--- ITEMS ---
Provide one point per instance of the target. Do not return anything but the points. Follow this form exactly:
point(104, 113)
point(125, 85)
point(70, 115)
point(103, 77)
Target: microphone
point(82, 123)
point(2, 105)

--- WORK REQUIRED ---
Change "microphone" to "headset" in the data above and write all of it out again, leaving everything else as it is.

--- OUTPUT FOR THIS TASK ---
Provide one point per instance of the target. Do not return anything but the points. Follow this form exactly:
point(104, 113)
point(125, 85)
point(70, 115)
point(103, 77)
Target: headset
point(82, 123)
point(2, 105)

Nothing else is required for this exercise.